[<prev] [next>] [<thread-prev] [thread-next>] [day] [month] [year] [list]
Message-ID: <20250926141959.1272455-7-dhowells@redhat.com>
Date: Fri, 26 Sep 2025 15:19:49 +0100
From: David Howells <dhowells@...hat.com>
To:
Cc: David Howells <dhowells@...hat.com>,
Eric Biggers <ebiggers@...nel.org>,
"Jason A . Donenfeld" <Jason@...c4.com>,
Ard Biesheuvel <ardb@...nel.org>,
Herbert Xu <herbert@...dor.apana.org.au>,
Stephan Mueller <smueller@...onox.de>,
linux-crypto@...r.kernel.org,
linux-kernel@...r.kernel.org
Subject: [PATCH v3 6/8] crypto/sha3: Use lib/crypto/sha3
Switch crypto/sha3_generic.c to use lib/crypto/sha3. Note that this makes
use of the internal general API rather implementing a separate set of
init/update/finup handlers for each algorithm.
Signed-off-by: David Howells <dhowells@...hat.com>
cc: Eric Biggers <ebiggers@...nel.org>
cc: Jason A. Donenfeld <Jason@...c4.com>
cc: Ard Biesheuvel <ardb@...nel.org>
cc: Herbert Xu <herbert@...dor.apana.org.au>
cc: Stephan Mueller <smueller@...onox.de>
cc: linux-crypto@...r.kernel.org
---
Documentation/crypto/sha3.rst | 8 +-
arch/arm64/crypto/sha3-ce-glue.c | 25 ++--
crypto/sha3_generic.c | 201 +++----------------------------
include/crypto/sha3.h | 6 +-
lib/crypto/sha3.c | 35 +++---
5 files changed, 52 insertions(+), 223 deletions(-)

▶ [Record set]:
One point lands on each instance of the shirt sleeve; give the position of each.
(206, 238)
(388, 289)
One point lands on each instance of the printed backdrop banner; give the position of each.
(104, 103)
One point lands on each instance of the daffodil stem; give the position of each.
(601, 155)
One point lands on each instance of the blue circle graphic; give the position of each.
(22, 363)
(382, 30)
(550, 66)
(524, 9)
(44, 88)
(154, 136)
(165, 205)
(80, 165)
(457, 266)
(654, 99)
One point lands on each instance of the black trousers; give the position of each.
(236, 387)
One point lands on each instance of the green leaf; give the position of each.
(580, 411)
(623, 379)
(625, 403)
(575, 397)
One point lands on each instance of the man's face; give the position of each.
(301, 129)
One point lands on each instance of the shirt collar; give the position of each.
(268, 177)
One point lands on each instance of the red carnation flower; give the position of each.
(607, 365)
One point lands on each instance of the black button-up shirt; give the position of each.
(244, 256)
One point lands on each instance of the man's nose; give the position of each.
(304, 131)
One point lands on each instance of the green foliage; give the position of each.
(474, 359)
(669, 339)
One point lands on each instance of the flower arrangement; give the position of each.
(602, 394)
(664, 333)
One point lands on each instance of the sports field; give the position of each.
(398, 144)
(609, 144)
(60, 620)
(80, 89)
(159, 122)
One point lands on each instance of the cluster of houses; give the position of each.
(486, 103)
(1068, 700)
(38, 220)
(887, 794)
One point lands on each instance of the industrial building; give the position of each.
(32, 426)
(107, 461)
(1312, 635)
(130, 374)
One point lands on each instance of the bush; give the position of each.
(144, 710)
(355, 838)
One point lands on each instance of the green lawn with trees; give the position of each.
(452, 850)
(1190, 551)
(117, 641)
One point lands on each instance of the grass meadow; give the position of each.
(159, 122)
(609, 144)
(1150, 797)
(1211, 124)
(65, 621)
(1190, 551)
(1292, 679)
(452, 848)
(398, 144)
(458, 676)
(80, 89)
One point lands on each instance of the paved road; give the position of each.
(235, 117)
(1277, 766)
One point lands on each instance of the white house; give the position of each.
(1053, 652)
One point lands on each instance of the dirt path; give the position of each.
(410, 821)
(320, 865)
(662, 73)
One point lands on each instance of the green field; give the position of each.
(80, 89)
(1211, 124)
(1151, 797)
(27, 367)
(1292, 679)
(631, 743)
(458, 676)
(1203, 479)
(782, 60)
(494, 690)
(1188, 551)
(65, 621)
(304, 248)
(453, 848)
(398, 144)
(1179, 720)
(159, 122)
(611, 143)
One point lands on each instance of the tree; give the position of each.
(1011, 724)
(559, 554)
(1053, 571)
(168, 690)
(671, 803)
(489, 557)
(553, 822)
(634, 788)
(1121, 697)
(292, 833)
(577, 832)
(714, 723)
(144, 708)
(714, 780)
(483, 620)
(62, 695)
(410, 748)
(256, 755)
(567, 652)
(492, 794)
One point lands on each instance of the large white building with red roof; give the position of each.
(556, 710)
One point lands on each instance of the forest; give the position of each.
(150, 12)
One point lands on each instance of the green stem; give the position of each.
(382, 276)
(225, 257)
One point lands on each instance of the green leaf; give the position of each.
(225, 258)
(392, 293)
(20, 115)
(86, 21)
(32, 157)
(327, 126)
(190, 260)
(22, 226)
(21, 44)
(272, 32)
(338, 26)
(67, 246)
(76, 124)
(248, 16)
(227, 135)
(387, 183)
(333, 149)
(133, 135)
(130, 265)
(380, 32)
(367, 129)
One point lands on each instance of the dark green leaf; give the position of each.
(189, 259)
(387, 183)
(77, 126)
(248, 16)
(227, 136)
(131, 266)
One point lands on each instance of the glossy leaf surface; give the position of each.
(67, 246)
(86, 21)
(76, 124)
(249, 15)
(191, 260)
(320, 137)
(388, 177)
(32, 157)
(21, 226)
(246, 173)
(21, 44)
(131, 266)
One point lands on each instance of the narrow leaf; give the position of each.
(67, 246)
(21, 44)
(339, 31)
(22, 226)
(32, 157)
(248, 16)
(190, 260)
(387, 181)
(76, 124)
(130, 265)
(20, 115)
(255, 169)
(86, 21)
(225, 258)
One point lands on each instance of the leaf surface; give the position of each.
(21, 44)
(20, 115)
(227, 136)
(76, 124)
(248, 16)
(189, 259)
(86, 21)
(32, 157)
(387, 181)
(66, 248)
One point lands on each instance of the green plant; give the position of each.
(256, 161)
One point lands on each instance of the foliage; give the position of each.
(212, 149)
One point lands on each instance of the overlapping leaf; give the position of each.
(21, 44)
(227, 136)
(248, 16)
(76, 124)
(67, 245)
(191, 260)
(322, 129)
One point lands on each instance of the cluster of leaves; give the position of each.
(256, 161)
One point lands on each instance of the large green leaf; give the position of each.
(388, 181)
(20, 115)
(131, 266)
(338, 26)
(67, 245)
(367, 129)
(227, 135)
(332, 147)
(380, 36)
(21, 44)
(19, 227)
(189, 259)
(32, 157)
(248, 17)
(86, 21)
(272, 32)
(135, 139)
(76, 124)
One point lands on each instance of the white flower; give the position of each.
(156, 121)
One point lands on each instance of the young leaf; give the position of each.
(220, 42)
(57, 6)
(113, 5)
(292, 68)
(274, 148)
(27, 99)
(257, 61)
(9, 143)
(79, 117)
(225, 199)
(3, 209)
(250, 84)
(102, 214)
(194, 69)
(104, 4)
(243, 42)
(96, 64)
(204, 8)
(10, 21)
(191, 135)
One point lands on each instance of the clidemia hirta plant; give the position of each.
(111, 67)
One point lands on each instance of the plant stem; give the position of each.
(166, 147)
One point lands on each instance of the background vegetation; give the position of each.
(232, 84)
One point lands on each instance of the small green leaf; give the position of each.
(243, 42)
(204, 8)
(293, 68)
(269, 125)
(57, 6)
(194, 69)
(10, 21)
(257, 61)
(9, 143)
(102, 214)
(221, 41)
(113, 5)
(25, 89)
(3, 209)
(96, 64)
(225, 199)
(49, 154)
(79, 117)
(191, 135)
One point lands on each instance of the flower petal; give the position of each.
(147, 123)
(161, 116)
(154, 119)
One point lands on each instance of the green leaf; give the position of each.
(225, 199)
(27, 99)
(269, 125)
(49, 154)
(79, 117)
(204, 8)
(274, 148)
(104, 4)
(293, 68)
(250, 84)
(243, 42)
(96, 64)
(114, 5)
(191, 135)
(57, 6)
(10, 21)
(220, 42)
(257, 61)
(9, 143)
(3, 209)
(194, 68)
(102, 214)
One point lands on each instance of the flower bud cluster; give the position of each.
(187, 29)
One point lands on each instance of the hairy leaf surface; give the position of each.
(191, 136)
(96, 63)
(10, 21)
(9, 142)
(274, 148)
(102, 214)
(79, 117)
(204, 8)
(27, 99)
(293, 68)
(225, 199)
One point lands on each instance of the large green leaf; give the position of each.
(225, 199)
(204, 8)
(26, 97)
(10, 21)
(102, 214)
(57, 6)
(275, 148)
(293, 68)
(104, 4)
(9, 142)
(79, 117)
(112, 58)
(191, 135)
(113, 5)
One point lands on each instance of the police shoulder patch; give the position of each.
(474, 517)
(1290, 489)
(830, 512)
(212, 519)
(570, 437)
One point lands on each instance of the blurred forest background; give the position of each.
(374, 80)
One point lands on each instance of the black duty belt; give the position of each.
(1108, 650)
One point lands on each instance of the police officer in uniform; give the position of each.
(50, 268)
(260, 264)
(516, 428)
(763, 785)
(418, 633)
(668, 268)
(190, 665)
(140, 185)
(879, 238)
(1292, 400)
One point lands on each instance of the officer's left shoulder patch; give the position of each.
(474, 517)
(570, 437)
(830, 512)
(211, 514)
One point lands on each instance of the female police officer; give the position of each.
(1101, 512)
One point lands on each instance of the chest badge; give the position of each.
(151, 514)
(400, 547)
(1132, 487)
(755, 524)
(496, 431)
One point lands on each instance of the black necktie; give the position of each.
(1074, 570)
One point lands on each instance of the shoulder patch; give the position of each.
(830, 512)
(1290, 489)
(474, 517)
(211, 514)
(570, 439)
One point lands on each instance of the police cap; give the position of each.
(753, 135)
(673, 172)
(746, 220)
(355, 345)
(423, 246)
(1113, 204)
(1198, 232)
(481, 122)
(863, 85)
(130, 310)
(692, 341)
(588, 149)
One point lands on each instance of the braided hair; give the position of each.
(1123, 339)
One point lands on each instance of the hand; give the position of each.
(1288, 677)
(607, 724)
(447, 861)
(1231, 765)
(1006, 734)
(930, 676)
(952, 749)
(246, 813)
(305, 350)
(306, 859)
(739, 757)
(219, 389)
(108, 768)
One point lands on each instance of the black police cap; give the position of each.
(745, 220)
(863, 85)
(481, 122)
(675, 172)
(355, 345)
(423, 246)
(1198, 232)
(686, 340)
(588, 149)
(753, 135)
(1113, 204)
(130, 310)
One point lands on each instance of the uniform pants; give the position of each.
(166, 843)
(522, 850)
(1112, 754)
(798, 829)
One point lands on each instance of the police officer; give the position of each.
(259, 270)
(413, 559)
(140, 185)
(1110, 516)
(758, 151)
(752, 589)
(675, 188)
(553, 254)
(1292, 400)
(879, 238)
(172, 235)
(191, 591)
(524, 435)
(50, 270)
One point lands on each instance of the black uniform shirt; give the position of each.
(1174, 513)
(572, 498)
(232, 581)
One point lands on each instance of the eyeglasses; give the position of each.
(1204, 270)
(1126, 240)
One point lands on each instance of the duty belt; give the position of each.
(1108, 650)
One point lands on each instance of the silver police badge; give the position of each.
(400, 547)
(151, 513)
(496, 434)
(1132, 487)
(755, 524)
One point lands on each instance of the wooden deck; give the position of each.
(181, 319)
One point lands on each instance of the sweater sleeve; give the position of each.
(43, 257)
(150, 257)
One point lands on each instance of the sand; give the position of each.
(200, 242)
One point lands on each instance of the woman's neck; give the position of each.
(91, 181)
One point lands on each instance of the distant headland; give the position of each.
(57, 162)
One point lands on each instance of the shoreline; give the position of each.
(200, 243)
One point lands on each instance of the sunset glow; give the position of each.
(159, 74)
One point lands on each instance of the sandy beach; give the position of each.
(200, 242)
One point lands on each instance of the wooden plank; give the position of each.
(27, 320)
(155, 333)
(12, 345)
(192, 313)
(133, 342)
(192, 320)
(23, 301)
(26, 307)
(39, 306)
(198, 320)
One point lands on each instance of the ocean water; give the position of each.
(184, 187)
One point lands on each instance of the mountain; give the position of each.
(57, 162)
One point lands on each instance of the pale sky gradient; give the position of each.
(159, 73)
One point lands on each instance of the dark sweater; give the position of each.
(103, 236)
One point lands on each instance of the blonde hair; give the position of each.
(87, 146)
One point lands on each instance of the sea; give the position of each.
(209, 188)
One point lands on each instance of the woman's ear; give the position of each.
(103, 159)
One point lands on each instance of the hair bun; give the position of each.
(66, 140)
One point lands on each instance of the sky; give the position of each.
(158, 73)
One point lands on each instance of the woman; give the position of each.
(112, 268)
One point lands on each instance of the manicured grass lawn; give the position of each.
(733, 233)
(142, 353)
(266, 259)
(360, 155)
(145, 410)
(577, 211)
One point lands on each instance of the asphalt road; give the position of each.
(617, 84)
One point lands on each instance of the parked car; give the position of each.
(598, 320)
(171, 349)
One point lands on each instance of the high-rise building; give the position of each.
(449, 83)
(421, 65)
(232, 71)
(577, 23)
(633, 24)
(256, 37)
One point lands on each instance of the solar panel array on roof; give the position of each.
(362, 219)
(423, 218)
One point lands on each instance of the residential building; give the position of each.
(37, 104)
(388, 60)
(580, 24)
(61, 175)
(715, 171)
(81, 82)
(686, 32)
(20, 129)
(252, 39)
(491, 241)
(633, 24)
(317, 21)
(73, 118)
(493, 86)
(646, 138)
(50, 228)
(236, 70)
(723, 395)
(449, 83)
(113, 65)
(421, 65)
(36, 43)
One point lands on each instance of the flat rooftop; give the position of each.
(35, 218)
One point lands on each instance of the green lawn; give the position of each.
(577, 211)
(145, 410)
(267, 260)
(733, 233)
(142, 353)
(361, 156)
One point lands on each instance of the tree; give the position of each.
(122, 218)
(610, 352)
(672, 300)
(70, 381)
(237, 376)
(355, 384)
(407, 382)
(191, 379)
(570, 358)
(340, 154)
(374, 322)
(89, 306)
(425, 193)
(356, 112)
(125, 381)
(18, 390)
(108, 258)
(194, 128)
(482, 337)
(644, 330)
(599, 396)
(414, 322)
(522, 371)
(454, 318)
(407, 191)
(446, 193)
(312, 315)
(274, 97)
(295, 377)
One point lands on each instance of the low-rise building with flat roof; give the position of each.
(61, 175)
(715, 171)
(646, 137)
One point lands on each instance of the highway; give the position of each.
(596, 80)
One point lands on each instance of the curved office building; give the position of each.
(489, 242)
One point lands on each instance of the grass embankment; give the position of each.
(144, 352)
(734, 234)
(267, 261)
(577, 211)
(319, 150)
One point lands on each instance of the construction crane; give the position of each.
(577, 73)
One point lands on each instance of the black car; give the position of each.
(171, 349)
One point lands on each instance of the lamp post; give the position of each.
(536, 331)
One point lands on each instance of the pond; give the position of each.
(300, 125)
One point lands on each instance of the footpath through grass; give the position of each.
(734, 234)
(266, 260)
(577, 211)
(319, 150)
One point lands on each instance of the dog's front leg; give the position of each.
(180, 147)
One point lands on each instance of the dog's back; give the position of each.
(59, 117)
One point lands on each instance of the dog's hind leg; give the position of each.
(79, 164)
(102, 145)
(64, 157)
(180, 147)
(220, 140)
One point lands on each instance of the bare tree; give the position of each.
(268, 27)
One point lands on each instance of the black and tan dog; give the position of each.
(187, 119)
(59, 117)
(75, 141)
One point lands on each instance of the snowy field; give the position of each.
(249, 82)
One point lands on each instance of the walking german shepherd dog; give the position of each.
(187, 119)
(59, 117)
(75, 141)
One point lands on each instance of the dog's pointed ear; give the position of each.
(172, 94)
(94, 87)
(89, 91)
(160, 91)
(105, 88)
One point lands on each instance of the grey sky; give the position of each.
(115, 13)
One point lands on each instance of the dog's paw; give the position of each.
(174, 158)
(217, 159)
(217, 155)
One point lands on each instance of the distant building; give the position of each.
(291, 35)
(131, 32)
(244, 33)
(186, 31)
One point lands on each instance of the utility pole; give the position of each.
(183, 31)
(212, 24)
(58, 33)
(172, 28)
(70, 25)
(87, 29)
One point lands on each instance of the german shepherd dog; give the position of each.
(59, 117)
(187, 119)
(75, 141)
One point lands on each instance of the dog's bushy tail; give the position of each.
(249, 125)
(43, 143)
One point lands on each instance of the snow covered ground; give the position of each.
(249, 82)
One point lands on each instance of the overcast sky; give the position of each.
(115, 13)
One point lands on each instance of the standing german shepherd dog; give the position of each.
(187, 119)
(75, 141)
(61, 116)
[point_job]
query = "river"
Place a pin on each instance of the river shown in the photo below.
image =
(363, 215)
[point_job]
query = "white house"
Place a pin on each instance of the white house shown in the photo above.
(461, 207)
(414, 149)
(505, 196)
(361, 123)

▶ [Set of tasks]:
1) Transcribe part of the patch message word for word, beginning at the words "Signed-off-by: David Howells" and stopping after "insertions(+), 223 deletions(-)".
2) Write the next part of the patch message about switching crypto/sha3_generic.c to lib/crypto/sha3, picking up after its final line.

▶ [Expected answers]:
1)
Signed-off-by: David Howells <dhowells@...hat.com>
cc: Eric Biggers <ebiggers@...nel.org>
cc: Jason A. Donenfeld <Jason@...c4.com>
cc: Ard Biesheuvel <ardb@...nel.org>
cc: Herbert Xu <herbert@...dor.apana.org.au>
cc: Stephan Mueller <smueller@...onox.de>
cc: linux-crypto@...r.kernel.org
---
Documentation/crypto/sha3.rst | 8 +-
arch/arm64/crypto/sha3-ce-glue.c | 25 ++--
crypto/sha3_generic.c | 201 +++----------------------------
include/crypto/sha3.h | 6 +-
lib/crypto/sha3.c | 35 +++---
5 files changed, 52 insertions(+), 223 deletions(-)

2)
diff --git a/Documentation/crypto/sha3.rst b/Documentation/crypto/sha3.rst
index ae4902895882..82c9abe45614 100644
--- a/Documentation/crypto/sha3.rst
+++ b/Documentation/crypto/sha3.rst
@@ -157,7 +157,7 @@ further algorithms or APIs as the engine in the same in all cases. The
algorithm APIs all wrap the common context structure::
struct sha3_ctx {
- struct sha3_state state;
+ u64 st[SHA3_STATE_SIZE / 8];
u8 block_size;
u8 padding;
u8 absorb_offset;
@@ -165,13 +165,9 @@ algorithm APIs all wrap the common context structure::
bool end_marked;
};
- struct sha3_state {
- u64 st[SHA3_STATE_SIZE / 8];
- };
-
The fields are as follows:
- * ``state.st``
+ * ``st``
An array of 25 64-bit state buckets that are used to hold the mathematical
state of the Keccak engine. Data is XOR'd onto part of this, the engine is
diff --git a/arch/arm64/crypto/sha3-ce-glue.c b/arch/arm64/crypto/sha3-ce-glue.c
index 426d8044535a..f6cdff4cd103 100644
--- a/arch/arm64/crypto/sha3-ce-glue.c
+++ b/arch/arm64/crypto/sha3-ce-glue.c
@@ -28,13 +28,18 @@ MODULE_ALIAS_CRYPTO("sha3-256");
MODULE_ALIAS_CRYPTO("sha3-384");
MODULE_ALIAS_CRYPTO("sha3-512");
+static struct sha3_ctx *crypto_sha3_desc(struct shash_desc *desc)
+{
+ return shash_desc_ctx(desc);
+}
+
asmlinkage int sha3_ce_transform(u64 *st, const u8 *data, int blocks,
int md_len);
static int arm64_sha3_update(struct shash_desc *desc, const u8 *data,
unsigned int len)
{
- struct sha3_state *sctx = shash_desc_ctx(desc);
+ struct sha3_ctx *ctx = crypto_sha3_desc(desc);
struct crypto_shash *tfm = desc->tfm;
unsigned int bs, ds;
int blocks;
@@ -47,7 +52,7 @@ static int arm64_sha3_update(struct shash_desc *desc, const u8 *data,
int rem;
kernel_neon_begin();
- rem = sha3_ce_transform(sctx->st, data, blocks, ds);
+ rem = sha3_ce_transform(ctx->state.st, data, blocks, ds);
kernel_neon_end();
data += (blocks - rem) * bs;
blocks = rem;
@@ -58,7 +63,7 @@ static int arm64_sha3_update(struct shash_desc *desc, const u8 *data,
static int arm64_sha3_finup(struct shash_desc *desc, const u8 *src, unsigned int len,
u8 *out)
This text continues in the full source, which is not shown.